··· Extrait proposé

Au cours de ces dernières semaines, nous avons eu l'occasion de lire deux contributions intéressantes sur l'évolution progressive de l'aide internationale vers la logique «de l’argent contre des résultats». Commençons par la plus récente. Sur le blog Broker Online, Marcus Leroy, un ancien assistant technique pour la coopération belge, critique la domination croissante dans le secteur de l’aide internationale de la logique de conditionner le financement à l’atteinte des résultats.
La réflexion de Leroy est riche et elle se déroule en deux temps : tout d’abord à un niveau conceptuel et ensuite à un niveau opérationnel. Dans ce texte, je voudrais me concentrer sur quelques points relatifs aux faits (les questions philosophiques et morales qu’il identifie je les réserve peut-être pour un texte ultérieur). Pour rester proche de mon expertise, je m'en tiendrai à discuter la problématique au financement basé sur les résultats dans le seul secteur de la santé.

······
··· Données

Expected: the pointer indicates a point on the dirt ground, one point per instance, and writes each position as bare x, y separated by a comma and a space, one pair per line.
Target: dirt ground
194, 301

······

» **À faire**
(A) Indiquez, s'il vous plaît, si chacune des affirmations suivantes concorde avec l'extrait, en répondant par oui ou par non et en citant les mots décisifs de l'extrait : (i) Marcus Leroy a été assistant technique pour la coopération belge ; (ii) l'auteur traite en détail dans ce texte les questions philosophiques et morales ; (iii) l'auteur limite sa discussion au secteur de l'éducation.
(B) Recopiez l'extrait de « Au cours de » à « l’atteinte des résultats. » en substituant « coopération néerlandaise » à « coopération belge ».

» **Corrigé**
(A)
(i) Oui : « Marcus Leroy, un ancien assistant technique pour la coopération belge ».
(ii) Non : « les questions philosophiques et morales qu’il identifie je les réserve peut-être pour un texte ultérieur ».
(iii) Non : « dans le seul secteur de la santé ».

(B)
Au cours de ces dernières semaines, nous avons eu l'occasion de lire deux contributions intéressantes sur l'évolution progressive de l'aide internationale vers la logique «de l’argent contre des résultats». Commençons par la plus récente. Sur le blog Broker Online, Marcus Leroy, un ancien assistant technique pour la coopération néerlandaise, critique la domination croissante dans le secteur de l’aide internationale de la logique de conditionner le financement à l’atteinte des résultats.